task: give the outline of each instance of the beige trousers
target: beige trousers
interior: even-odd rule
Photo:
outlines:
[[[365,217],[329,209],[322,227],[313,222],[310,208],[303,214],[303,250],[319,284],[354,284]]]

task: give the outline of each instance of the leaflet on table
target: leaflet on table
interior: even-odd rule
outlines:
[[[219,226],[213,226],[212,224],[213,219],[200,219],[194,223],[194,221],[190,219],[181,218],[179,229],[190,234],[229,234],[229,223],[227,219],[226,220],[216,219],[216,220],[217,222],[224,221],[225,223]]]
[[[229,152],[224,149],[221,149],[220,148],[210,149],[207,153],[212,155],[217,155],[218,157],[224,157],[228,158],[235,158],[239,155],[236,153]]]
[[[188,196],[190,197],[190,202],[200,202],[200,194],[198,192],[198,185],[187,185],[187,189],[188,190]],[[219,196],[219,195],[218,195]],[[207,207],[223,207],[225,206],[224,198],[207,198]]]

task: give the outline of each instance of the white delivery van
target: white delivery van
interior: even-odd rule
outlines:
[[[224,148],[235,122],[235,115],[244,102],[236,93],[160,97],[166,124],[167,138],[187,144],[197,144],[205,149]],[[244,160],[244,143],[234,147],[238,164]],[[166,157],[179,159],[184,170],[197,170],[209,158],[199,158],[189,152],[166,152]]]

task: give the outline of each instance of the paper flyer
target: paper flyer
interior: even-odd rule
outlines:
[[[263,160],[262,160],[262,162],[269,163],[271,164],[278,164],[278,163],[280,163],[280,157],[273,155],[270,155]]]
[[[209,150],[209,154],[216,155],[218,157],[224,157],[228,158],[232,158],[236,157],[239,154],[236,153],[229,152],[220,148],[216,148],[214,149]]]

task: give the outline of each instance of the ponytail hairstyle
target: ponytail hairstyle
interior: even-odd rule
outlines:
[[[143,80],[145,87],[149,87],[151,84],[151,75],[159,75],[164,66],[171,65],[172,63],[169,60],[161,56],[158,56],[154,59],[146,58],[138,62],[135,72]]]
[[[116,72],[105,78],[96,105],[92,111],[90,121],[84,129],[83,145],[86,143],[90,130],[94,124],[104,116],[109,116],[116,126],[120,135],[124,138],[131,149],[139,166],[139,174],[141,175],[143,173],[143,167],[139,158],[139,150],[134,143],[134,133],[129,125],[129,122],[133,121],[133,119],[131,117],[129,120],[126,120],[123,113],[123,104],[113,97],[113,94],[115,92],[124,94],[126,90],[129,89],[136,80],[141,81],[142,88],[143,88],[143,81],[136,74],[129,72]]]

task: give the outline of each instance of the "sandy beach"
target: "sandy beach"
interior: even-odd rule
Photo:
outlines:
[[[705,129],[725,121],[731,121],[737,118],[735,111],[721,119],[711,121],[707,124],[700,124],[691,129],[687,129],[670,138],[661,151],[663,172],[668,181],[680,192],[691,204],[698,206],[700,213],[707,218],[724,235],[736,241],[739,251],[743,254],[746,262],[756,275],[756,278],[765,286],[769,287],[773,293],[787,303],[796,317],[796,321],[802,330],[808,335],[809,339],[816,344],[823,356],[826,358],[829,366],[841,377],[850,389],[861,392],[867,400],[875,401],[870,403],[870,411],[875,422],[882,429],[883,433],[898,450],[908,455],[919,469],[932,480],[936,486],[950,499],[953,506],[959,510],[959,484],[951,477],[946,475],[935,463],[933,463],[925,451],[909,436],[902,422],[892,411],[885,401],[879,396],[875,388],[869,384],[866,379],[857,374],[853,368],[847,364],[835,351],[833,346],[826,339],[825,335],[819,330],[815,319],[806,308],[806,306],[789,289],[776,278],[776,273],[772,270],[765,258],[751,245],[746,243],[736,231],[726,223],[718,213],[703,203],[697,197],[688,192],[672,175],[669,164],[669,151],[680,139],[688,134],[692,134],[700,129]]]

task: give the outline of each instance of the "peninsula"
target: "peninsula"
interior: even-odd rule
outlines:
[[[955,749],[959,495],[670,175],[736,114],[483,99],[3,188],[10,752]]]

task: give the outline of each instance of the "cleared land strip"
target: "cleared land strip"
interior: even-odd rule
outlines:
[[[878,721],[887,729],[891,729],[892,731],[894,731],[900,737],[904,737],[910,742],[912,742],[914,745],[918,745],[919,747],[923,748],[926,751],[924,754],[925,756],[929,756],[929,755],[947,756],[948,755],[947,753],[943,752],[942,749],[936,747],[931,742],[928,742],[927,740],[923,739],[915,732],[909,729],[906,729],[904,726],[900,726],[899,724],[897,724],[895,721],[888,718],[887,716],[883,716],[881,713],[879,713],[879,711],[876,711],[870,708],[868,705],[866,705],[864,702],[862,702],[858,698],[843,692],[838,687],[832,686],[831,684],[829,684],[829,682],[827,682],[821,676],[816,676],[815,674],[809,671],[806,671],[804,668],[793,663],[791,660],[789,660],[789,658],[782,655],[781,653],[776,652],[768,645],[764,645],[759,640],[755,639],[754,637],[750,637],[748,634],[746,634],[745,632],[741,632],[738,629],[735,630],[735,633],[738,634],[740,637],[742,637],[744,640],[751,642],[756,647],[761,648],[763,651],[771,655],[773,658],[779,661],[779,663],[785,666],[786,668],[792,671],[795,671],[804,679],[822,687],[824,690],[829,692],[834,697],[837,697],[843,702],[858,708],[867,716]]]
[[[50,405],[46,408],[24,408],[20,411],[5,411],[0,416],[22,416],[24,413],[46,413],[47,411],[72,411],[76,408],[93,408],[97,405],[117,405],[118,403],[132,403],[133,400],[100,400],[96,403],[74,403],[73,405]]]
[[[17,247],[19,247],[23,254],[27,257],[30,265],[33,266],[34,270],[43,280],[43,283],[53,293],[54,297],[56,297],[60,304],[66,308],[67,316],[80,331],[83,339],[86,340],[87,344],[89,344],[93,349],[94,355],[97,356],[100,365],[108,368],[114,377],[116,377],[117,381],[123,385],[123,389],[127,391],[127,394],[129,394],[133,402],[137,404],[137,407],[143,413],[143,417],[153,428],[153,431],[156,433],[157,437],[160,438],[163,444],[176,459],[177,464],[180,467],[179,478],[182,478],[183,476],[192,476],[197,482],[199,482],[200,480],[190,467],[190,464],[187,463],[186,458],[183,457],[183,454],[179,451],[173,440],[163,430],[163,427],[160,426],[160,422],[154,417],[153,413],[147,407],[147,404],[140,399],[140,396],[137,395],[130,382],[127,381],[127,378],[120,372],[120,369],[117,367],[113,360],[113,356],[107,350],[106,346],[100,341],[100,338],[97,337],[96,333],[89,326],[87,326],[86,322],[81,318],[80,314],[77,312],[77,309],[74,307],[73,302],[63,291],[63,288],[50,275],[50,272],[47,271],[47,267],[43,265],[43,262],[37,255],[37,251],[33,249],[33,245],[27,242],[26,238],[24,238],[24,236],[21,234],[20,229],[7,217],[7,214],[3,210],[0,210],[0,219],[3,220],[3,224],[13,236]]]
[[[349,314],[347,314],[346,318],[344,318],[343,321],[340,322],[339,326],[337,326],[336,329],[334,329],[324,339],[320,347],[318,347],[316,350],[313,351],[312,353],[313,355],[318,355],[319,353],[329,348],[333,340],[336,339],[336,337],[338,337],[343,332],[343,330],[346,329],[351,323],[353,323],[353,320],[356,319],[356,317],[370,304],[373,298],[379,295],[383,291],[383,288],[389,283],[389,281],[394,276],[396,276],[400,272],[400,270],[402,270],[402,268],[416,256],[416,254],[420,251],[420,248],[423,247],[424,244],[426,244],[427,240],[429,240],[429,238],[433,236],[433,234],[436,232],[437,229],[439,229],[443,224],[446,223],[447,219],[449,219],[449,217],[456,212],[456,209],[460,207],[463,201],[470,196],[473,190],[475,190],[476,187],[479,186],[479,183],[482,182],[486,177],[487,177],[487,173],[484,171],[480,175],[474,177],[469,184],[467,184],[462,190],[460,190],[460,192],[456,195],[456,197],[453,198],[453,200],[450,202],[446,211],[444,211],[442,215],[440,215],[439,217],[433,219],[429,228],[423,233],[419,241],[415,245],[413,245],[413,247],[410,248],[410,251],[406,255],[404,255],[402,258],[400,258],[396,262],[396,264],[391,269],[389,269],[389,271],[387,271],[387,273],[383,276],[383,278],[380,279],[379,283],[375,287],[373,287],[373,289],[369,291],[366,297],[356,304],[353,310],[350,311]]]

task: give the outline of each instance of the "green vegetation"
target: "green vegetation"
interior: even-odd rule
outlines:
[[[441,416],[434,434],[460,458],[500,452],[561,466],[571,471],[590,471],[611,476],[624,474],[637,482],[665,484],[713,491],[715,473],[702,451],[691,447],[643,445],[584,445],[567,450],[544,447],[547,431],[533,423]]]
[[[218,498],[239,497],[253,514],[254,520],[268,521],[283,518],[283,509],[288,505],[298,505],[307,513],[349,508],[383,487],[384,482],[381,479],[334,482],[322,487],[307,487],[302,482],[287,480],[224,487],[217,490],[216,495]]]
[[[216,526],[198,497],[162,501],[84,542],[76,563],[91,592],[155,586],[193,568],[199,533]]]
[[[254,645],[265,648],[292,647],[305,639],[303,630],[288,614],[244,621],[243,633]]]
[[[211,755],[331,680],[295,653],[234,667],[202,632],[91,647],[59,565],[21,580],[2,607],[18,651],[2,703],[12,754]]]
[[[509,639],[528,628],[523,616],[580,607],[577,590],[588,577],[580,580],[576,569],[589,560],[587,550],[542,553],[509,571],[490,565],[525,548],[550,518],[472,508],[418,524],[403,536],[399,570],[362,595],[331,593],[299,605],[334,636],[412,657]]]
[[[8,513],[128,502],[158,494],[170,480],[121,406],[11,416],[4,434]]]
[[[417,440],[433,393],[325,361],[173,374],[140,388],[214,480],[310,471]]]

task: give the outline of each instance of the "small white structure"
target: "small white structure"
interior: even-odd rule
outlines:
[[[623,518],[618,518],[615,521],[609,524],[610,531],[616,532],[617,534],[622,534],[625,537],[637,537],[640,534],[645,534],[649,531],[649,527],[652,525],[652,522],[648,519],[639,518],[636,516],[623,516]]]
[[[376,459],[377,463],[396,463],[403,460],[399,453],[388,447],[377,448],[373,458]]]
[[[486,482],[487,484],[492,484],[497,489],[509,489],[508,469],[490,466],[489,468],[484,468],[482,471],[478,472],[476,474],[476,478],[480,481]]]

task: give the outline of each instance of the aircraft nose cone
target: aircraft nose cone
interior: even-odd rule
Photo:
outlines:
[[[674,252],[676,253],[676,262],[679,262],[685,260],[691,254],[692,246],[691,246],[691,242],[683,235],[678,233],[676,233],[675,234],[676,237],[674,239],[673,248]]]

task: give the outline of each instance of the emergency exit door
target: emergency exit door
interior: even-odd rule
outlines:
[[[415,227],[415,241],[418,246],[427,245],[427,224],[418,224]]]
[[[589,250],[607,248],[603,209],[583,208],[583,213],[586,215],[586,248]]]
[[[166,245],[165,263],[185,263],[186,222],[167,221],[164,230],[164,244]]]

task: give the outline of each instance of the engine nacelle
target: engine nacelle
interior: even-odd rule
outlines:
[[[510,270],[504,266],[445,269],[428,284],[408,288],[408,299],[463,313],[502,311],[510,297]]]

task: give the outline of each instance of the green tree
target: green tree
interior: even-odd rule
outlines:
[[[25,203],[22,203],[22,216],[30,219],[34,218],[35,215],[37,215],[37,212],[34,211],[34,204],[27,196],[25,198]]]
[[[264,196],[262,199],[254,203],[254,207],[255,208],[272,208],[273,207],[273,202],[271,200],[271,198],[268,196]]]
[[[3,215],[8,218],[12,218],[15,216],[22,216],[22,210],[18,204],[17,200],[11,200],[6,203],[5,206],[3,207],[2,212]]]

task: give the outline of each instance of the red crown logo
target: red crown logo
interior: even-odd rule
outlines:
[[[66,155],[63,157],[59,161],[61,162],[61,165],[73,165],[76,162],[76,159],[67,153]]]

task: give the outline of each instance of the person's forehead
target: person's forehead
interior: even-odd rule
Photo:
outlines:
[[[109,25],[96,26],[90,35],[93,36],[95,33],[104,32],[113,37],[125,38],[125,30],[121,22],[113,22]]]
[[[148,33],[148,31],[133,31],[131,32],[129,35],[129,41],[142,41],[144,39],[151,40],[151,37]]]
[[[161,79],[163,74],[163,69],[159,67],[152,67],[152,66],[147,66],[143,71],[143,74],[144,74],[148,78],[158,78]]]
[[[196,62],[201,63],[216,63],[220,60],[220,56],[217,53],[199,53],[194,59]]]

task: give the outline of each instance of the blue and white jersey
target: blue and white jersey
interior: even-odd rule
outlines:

- - - -

◆ EXERCISE GOAL: Copy out each line of the entries above that contains the string "aircraft", leaving out all other lines. The match is case-sensitive.

◆ SOLUTION TO THIS TASK:
task: give the outline of each instance of the aircraft nose cone
target: aircraft nose cone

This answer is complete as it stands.